▶ **EXTRACT TO READ**:
::::

Even though cost-effective in oil fields and some prolific offshore gas fields, horizontal well technology has not yet been successfully transferred to onshore gas fields.

The major technical challenges are accurate reservoir characterization, proper well design and placement, and stimulation.

The first two of these challenges can be met with the state-of-the-art technologies but the third requires emerging knowledge, tools, and techniques.

To determine the application of horizontal wells to typical gas reservoirs in the continental U.S., the Gas Research Institute (GRI) initiated an applied research and development project in late 1990. The project's first phase was focused on two principal problems:

  1. Development of an analytic screening tool for economic evaluation of horizontal wells vs. vertical completion techniques

  2. Assessment of the state-of-the-art technologies for selecting the azimuth of horizontal wells.

The second phase, planned for 1993 and 1994, aims at development of production stimulation methods and techniques.

BACKGROUND

In the late 1980s, horizontal wells emerged as an effective method to develop certain oil producing basins and geological trends. High initial production rates justified the risks and compensated for high drilling costs. The short pay-back periods dramatically improved the return on investment and fostered the 1990-1991 horizontal drilling boom.

Attempts to drill horizontal wells for gas have been sporadic, with mixed results at best. In fact, of the total horizontal wells drilled for gas from 1988 to early 1992, a mere 2.7% have been reported as successful gas completions.'

The lack of success is partly due to the differences between oil and gas reservoirs relative to flow characteristics and reservoir settings. Of equal significance is the market price of natural gas.

Generally speaking, horizontal completion is preferred under these conditions:

  • Foremost, better economics in terms of return on investment and/or higher ultimate recovery.

  • Reservoir conditions not amenable to conventional completion and production enhancements.

  • Geomorphologic, environmental, and cultural conditions inhibiting conventional drilling operations.

If horizontal wells are to compete with conventional methods, these wells must have production rates and ultimate recoveries significantly higher than from techniques such as hydraulic fracturing.

CANDIDATE SCREENING

Considering the high drilling and completion costs of horizontal wells, prediction of production performance is critical in assessing the financial risks and returns.

::::

▶ **AIM OF THE EXERCISE**:
Answer these questions from the text on horizontal gas wells:
(a) When did the Gas Research Institute begin its applied research and development project?
(b) What percentage of the horizontal wells drilled for gas from 1988 to early 1992 were reported as successful gas completions?
(c) Which of the three major technical challenges requires emerging knowledge, tools, and techniques?
The records that come next have no connection to the text on horizontal gas wells.

::::

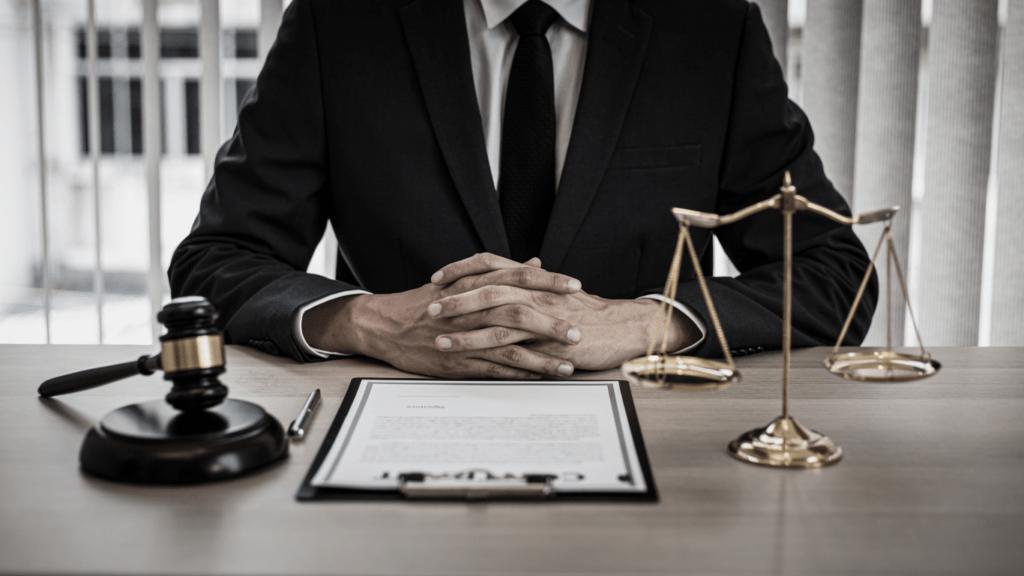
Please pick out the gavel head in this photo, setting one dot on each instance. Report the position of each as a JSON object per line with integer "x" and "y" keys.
{"x": 192, "y": 354}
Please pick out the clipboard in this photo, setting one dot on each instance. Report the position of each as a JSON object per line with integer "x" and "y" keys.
{"x": 530, "y": 487}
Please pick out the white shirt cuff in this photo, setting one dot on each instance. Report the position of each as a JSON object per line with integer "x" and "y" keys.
{"x": 689, "y": 314}
{"x": 297, "y": 324}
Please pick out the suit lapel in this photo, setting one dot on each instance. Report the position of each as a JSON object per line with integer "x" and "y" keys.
{"x": 615, "y": 48}
{"x": 435, "y": 31}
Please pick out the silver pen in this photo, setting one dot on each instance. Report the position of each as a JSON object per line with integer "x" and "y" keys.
{"x": 298, "y": 428}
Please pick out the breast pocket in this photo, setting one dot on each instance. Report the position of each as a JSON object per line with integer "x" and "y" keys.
{"x": 659, "y": 157}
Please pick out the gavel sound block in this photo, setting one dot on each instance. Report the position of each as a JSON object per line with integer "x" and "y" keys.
{"x": 196, "y": 434}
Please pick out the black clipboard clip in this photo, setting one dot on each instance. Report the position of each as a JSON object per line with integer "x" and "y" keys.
{"x": 475, "y": 484}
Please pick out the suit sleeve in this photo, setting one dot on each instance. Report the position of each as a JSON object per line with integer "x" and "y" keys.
{"x": 266, "y": 205}
{"x": 768, "y": 134}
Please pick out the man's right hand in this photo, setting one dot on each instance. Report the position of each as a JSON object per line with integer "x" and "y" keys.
{"x": 398, "y": 329}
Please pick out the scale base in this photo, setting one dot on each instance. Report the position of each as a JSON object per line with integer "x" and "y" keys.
{"x": 785, "y": 444}
{"x": 153, "y": 443}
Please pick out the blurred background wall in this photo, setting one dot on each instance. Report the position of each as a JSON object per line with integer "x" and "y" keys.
{"x": 913, "y": 103}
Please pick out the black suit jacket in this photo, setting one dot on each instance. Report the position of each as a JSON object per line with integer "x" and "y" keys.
{"x": 365, "y": 115}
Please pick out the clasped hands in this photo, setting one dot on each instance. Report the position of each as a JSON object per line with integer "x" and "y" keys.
{"x": 491, "y": 317}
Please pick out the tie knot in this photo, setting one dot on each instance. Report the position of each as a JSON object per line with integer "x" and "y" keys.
{"x": 534, "y": 18}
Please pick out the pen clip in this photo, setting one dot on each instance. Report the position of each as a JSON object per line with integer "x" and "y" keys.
{"x": 297, "y": 429}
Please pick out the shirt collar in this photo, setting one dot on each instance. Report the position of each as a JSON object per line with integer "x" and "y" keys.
{"x": 572, "y": 11}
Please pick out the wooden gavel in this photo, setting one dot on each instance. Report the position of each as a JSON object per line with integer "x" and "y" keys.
{"x": 192, "y": 357}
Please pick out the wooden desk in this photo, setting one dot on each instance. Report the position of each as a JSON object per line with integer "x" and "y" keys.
{"x": 932, "y": 482}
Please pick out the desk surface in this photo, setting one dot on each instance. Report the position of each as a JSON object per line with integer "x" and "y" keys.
{"x": 934, "y": 485}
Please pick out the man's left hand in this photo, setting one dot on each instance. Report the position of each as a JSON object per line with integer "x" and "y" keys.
{"x": 611, "y": 331}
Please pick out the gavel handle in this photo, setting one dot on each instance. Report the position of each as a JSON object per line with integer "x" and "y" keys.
{"x": 86, "y": 379}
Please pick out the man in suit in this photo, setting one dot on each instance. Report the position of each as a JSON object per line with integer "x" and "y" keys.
{"x": 500, "y": 175}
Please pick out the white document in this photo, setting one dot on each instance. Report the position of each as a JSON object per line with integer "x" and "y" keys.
{"x": 574, "y": 430}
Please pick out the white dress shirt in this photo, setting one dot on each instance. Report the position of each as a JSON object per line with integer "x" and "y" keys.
{"x": 493, "y": 41}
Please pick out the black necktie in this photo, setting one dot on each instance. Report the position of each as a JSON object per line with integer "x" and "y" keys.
{"x": 526, "y": 183}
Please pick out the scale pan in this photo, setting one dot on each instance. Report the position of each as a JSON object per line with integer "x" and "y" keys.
{"x": 881, "y": 366}
{"x": 679, "y": 372}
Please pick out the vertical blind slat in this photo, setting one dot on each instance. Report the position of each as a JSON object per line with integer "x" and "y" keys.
{"x": 92, "y": 90}
{"x": 1008, "y": 301}
{"x": 832, "y": 55}
{"x": 268, "y": 24}
{"x": 37, "y": 16}
{"x": 209, "y": 50}
{"x": 887, "y": 107}
{"x": 776, "y": 16}
{"x": 152, "y": 149}
{"x": 962, "y": 89}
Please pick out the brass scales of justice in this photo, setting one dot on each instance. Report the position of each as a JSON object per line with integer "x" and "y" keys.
{"x": 783, "y": 443}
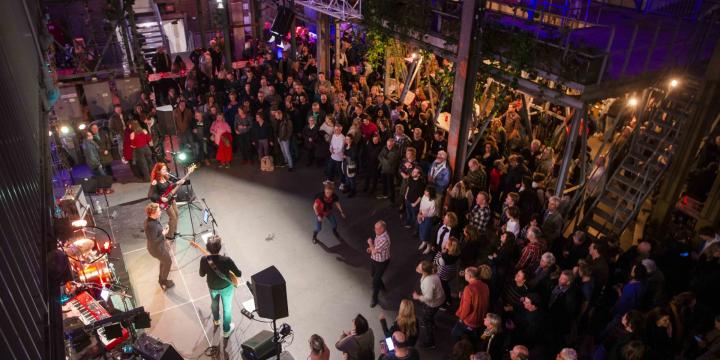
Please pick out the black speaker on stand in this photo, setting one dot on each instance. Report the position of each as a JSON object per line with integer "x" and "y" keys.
{"x": 152, "y": 349}
{"x": 283, "y": 21}
{"x": 270, "y": 295}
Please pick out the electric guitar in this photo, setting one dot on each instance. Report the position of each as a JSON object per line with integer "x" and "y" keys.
{"x": 170, "y": 192}
{"x": 234, "y": 279}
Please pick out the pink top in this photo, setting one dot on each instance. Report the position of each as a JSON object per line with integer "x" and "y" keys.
{"x": 217, "y": 128}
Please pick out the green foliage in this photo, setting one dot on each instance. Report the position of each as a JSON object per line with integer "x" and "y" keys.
{"x": 377, "y": 44}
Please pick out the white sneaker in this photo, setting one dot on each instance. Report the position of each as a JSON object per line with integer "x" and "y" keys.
{"x": 227, "y": 334}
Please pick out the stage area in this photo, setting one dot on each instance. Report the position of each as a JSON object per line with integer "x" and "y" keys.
{"x": 266, "y": 219}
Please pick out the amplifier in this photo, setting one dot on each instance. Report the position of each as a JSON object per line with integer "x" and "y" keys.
{"x": 259, "y": 347}
{"x": 153, "y": 349}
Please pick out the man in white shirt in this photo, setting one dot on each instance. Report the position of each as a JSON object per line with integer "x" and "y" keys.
{"x": 431, "y": 298}
{"x": 337, "y": 146}
{"x": 379, "y": 250}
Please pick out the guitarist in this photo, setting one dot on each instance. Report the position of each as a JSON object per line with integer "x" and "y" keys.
{"x": 160, "y": 182}
{"x": 218, "y": 268}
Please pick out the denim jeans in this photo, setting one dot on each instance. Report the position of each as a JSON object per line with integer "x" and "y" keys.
{"x": 461, "y": 330}
{"x": 226, "y": 294}
{"x": 411, "y": 213}
{"x": 285, "y": 148}
{"x": 330, "y": 217}
{"x": 425, "y": 228}
{"x": 333, "y": 170}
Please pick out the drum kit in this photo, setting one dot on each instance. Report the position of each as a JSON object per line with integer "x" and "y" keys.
{"x": 89, "y": 263}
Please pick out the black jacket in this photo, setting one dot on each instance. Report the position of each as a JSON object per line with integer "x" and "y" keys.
{"x": 224, "y": 265}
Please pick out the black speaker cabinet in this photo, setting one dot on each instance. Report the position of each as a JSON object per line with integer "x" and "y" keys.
{"x": 283, "y": 21}
{"x": 259, "y": 346}
{"x": 153, "y": 349}
{"x": 99, "y": 98}
{"x": 270, "y": 294}
{"x": 67, "y": 108}
{"x": 165, "y": 120}
{"x": 129, "y": 92}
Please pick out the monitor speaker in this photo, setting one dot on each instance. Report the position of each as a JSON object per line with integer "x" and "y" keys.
{"x": 67, "y": 108}
{"x": 259, "y": 346}
{"x": 165, "y": 120}
{"x": 270, "y": 294}
{"x": 129, "y": 91}
{"x": 98, "y": 98}
{"x": 153, "y": 349}
{"x": 283, "y": 21}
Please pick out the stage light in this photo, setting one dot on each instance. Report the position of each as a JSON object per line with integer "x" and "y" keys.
{"x": 79, "y": 223}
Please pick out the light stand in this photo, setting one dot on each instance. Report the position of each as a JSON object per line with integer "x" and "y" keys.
{"x": 218, "y": 351}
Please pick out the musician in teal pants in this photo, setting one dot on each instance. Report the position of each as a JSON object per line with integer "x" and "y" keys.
{"x": 217, "y": 268}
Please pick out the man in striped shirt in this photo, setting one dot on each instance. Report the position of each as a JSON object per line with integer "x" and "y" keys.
{"x": 379, "y": 250}
{"x": 480, "y": 215}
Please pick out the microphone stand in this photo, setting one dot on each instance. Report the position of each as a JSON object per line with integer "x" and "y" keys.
{"x": 213, "y": 223}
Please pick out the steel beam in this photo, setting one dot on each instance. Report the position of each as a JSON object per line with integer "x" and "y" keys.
{"x": 569, "y": 147}
{"x": 323, "y": 43}
{"x": 467, "y": 65}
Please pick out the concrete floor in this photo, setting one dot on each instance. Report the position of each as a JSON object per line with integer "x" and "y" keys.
{"x": 266, "y": 219}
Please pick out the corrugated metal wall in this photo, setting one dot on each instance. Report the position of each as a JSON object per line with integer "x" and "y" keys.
{"x": 24, "y": 214}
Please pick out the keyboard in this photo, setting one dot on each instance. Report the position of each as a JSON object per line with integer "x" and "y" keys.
{"x": 89, "y": 310}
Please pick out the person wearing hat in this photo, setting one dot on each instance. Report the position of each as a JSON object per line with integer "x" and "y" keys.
{"x": 323, "y": 208}
{"x": 531, "y": 325}
{"x": 439, "y": 173}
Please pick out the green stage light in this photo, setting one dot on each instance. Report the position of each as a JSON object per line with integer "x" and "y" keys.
{"x": 182, "y": 156}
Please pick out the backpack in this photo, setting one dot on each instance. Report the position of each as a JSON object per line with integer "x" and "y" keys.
{"x": 266, "y": 163}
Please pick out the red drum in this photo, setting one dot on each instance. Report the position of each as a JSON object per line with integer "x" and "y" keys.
{"x": 98, "y": 272}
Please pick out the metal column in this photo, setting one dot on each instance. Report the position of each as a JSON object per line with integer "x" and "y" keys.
{"x": 569, "y": 147}
{"x": 323, "y": 43}
{"x": 467, "y": 65}
{"x": 338, "y": 44}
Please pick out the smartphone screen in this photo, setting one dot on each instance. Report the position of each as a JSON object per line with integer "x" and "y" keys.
{"x": 105, "y": 294}
{"x": 390, "y": 345}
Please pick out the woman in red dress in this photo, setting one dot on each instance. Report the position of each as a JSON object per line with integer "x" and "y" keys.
{"x": 220, "y": 133}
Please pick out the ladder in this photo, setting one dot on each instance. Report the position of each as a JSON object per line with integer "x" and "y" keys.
{"x": 148, "y": 27}
{"x": 651, "y": 149}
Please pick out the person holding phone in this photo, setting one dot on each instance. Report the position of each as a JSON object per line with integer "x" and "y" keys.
{"x": 400, "y": 349}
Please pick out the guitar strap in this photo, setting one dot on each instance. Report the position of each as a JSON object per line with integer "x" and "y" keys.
{"x": 217, "y": 271}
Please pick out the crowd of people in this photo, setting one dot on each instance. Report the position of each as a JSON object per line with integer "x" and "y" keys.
{"x": 493, "y": 244}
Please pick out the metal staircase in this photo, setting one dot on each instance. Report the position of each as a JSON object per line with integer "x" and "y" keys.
{"x": 148, "y": 27}
{"x": 650, "y": 151}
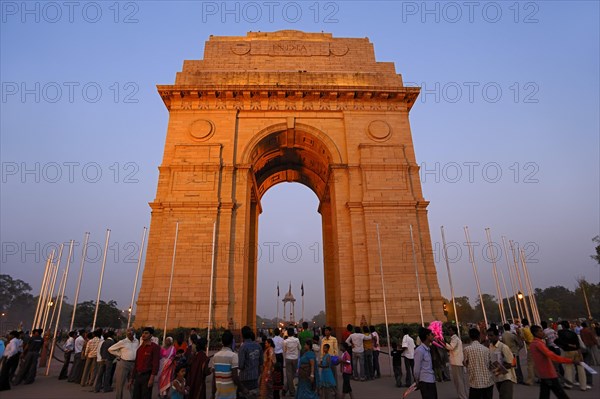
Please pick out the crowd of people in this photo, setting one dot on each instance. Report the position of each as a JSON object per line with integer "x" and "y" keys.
{"x": 308, "y": 363}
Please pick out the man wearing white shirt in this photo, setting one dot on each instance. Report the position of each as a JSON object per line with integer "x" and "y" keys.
{"x": 78, "y": 362}
{"x": 124, "y": 351}
{"x": 291, "y": 351}
{"x": 355, "y": 340}
{"x": 68, "y": 351}
{"x": 408, "y": 353}
{"x": 457, "y": 368}
{"x": 278, "y": 342}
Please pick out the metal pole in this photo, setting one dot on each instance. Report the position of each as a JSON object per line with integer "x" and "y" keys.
{"x": 520, "y": 282}
{"x": 83, "y": 255}
{"x": 512, "y": 317}
{"x": 472, "y": 258}
{"x": 171, "y": 281}
{"x": 62, "y": 295}
{"x": 512, "y": 282}
{"x": 101, "y": 278}
{"x": 212, "y": 274}
{"x": 58, "y": 291}
{"x": 44, "y": 305}
{"x": 37, "y": 309}
{"x": 137, "y": 273}
{"x": 51, "y": 291}
{"x": 417, "y": 275}
{"x": 587, "y": 305}
{"x": 450, "y": 279}
{"x": 529, "y": 287}
{"x": 495, "y": 274}
{"x": 387, "y": 329}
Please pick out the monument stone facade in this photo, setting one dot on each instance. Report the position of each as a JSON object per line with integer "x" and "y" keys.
{"x": 288, "y": 106}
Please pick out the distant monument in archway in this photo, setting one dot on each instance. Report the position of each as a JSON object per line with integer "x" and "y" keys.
{"x": 288, "y": 106}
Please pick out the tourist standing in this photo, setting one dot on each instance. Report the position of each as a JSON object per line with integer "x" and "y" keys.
{"x": 125, "y": 351}
{"x": 249, "y": 362}
{"x": 104, "y": 374}
{"x": 568, "y": 341}
{"x": 307, "y": 377}
{"x": 457, "y": 369}
{"x": 68, "y": 351}
{"x": 408, "y": 352}
{"x": 346, "y": 362}
{"x": 502, "y": 362}
{"x": 477, "y": 360}
{"x": 291, "y": 351}
{"x": 78, "y": 360}
{"x": 356, "y": 341}
{"x": 266, "y": 377}
{"x": 423, "y": 365}
{"x": 327, "y": 384}
{"x": 198, "y": 364}
{"x": 225, "y": 366}
{"x": 166, "y": 368}
{"x": 376, "y": 351}
{"x": 542, "y": 360}
{"x": 10, "y": 360}
{"x": 31, "y": 353}
{"x": 515, "y": 343}
{"x": 147, "y": 359}
{"x": 528, "y": 339}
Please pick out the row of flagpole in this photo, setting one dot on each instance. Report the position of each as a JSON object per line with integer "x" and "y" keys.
{"x": 51, "y": 297}
{"x": 520, "y": 280}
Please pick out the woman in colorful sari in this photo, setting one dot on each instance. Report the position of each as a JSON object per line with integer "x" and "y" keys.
{"x": 327, "y": 379}
{"x": 197, "y": 362}
{"x": 166, "y": 368}
{"x": 307, "y": 376}
{"x": 266, "y": 378}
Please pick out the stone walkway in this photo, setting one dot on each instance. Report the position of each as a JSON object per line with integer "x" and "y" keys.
{"x": 51, "y": 388}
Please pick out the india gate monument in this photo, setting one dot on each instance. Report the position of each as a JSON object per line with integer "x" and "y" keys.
{"x": 288, "y": 106}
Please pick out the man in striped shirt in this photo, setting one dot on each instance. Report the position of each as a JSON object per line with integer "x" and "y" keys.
{"x": 225, "y": 366}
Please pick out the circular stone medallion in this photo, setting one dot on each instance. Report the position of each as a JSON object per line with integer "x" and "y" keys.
{"x": 201, "y": 129}
{"x": 379, "y": 130}
{"x": 240, "y": 48}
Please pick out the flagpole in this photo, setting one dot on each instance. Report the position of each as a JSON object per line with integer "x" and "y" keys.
{"x": 529, "y": 287}
{"x": 38, "y": 322}
{"x": 58, "y": 290}
{"x": 137, "y": 273}
{"x": 417, "y": 276}
{"x": 171, "y": 282}
{"x": 62, "y": 295}
{"x": 302, "y": 287}
{"x": 37, "y": 309}
{"x": 212, "y": 274}
{"x": 450, "y": 279}
{"x": 51, "y": 288}
{"x": 512, "y": 316}
{"x": 512, "y": 283}
{"x": 520, "y": 282}
{"x": 387, "y": 329}
{"x": 101, "y": 278}
{"x": 83, "y": 255}
{"x": 495, "y": 274}
{"x": 472, "y": 258}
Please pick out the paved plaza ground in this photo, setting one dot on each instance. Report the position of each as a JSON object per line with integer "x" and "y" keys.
{"x": 51, "y": 388}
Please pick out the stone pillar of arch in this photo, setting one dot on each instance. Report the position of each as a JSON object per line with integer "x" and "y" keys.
{"x": 276, "y": 107}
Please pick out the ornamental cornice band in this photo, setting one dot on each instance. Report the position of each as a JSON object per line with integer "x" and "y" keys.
{"x": 277, "y": 98}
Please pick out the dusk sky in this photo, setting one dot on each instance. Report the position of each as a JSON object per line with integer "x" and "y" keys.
{"x": 506, "y": 131}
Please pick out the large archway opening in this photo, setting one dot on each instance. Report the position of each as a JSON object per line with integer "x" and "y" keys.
{"x": 292, "y": 155}
{"x": 290, "y": 255}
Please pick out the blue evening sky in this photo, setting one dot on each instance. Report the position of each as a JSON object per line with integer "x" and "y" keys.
{"x": 506, "y": 130}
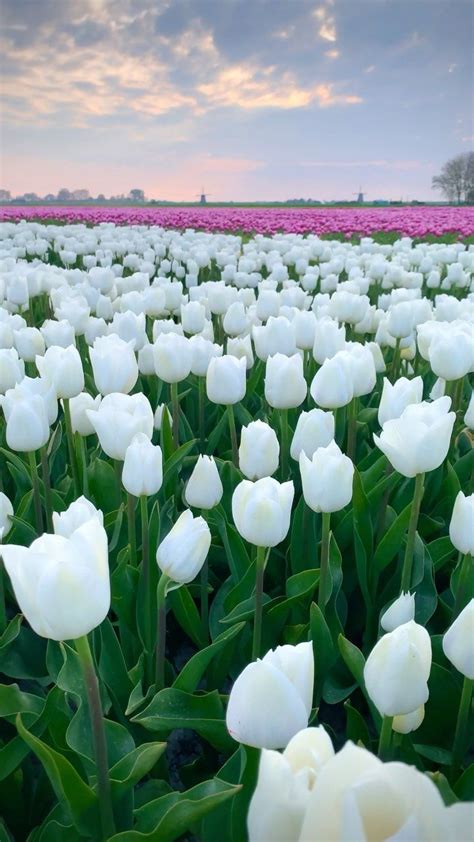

::::

▶ **WRITTEN SOLUTION**:
(a) Late 1990.
(b) 2.7%.
(c) Stimulation.